TEXTE SUPPORT |
Avec « Bénéfriches », outil lancé par l’Ademe en septembre 2021, les collectivités vont bientôt disposer d’un outil permettant de quantifier les bénéfices socio-économiques et environnementaux des projets de reconversion.

En créant le dispositif du tiers-demandeur, la loi Allur leur donne un autre atout. Avec le tiers-demandeur, la responsabilité matérielle et financière de la remise en état du terrain peut désormais être transférée à un tiers intéressé : aménageur, promoteur, bailleur social. Celui-ci se substitue alors au dernier exploitant du site, moyennant accord du Préfet.

Des friches hors projet immobilier : quand le foncier est hors marché

Les friches situées dans les grandes métropoles peuvent présenter un fort potentiel immobilier, du fait de la pression foncière pesant sur ces territoires. Dans les territoires plus excentrés, les petites collectivités ont aussi intérêt à reconvertir leurs friches, pour gagner en attractivité. Car une friche restant inoccupée devient vite un terrain vague ou un squat, qui déprécie un quartier.

Mais le bâti n’est pas la seule seconde vie possible pour ces espaces en déshérence. Des usages alternatifs émergent et se développent. Certaines friches trouvent ainsi une nouvelle vocation en accueillant une centrale photovoltaïque, une trame bleue ou verte, des jardins familiaux, une ferme urbaine ou encore en devenant des espaces de renaturation, qui captent le CO2 et luttent contre les îlots de chaleur urbains. Ces projets peuvent être transitoires, par exemple le temps d’une dépollution via la phytoremédiation.

Maitrise du foncier, montage juridique, autorisations : les préalables

La maîtrise publique du foncier est un prérequis indispensable pour réaliser une opération de réhabilitation. Or l’acquisition n’est pas toujours simple. Si le projet est d’utilité publique, il est possible de recouvrir à la préemption en cas de cession, ou à l’expropriation amiable ou judiciaire. Ces prérogatives de puissance publique peuvent être utilisées par les communes ou par leurs groupements, mais également par les établissements publics fonciers. La zone d’aménagement concerté (ZAC) peut alors être un outil à privilégier.

Présenté en janvier 2021 devant la commission des affaires économiques de l’Assemblée Nationale, un rapport de la mission d’information confiée aux députés Adam et Kerbarh recommande la mise en place de groupes de travail pour faciliter l’exercice du droit de préemption. Celui-ci est aujourd’hui souvent compliqué du fait de propriétaires préférant geler leur terrain dans l’attente d’une éventuelle plus-value.

CONSIGNE | Rédigez la suite du texte sur la reconversion des friches en reprenant juste après sa dernière phrase. Les lignes qui suivent forment un ensemble indépendant du texte.

DONNÉES FOURNIES |
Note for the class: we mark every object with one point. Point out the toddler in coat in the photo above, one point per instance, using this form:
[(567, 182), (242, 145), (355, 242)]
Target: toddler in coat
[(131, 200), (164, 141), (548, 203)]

RÉPONSE |
Autre préalable à un projet de reconversion de friches : le choix d’un montage juridique. Cession à un opérateur privé après mise en concurrence, terrain donné à bail à un tiers avec constitution de droits réels pour qu’il devienne propriétaire du bien édifié, concession de travaux, opération réalisée en maîtrise d’ouvrage publique ou dans le cadre d’un marché de maîtrise d’œuvre : les solutions possibles sont multiples. L’enjeu est bien sûr de trouver l’échelle idoine pour porter la nécessaire ingénierie. Celle du Scot (schéma de cohérence territoriale), adossé au cadre régional du Sraddet (schéma régional d’aménagement, de développement durable et d’égalité des territoires) peut être particulièrement pertinente.

Restent les autorisations à obtenir. Elles sont nombreuses, du tiers-demandeur au changement d’usage, ou encore aux autorisations d’urbanisme ou environnementales. Dès la phase de conception, il convient de vérifier la soumission du site aux dispositions du droit des ICPE (installations classées pour la protection de l’environnement) ou aux mesures de protection de la biodiversité ou encore au droit des déchets, de l’eau etc. La multiplicité des démarches à effectuer auprès des différents services de l’État reste encore un obstacle à la fluidité des projets.

Fonds friches, appels à projets : un terreau favorable

La recherche de financements est évidemment cruciale dans le montage d’un projet.

Dans le cadre du plan France Relance, le Gouvernement a débloqué une enveloppe de 300 M€ dédié au financement du recyclage des friches et la transformation du foncier déjà artificialisé. Ce fonds friches était associé à deux appels à projets, l’un lancé par les préfets de région, l’autre par l’Ademe, dont les lauréats bénéficieront de subventions pour couvrir certaines dépenses ou certains déficits économiques.

Ces appels à projets ont rencontré un succès dépassant largement les prévisions. Début juin 2021, les lauréats en ont été dévoilés. Au total, 544 projets de réhabilitation de friches vont être soutenus, pour un montant global de près de 290 millions d’euros. Ces projets généreront 3,3 millions de m2 de logements et plus de 1 700 000 m2 de surfaces économiques.

Face au succès de ces appels à projet, le Gouvernement a annoncé le déblocage de 350 M€ supplémentaires pour la reconversion des friches.

À savoir : les projets de réhabilitation de friches sont éligibles aux prêts verts de La Banque Postale. Une gamme de prêts moyen et long terme adossés à l’émission d’obligations vertes, qui œuvre concrètement au déploiement de la finance responsable et durable à vaste échelle.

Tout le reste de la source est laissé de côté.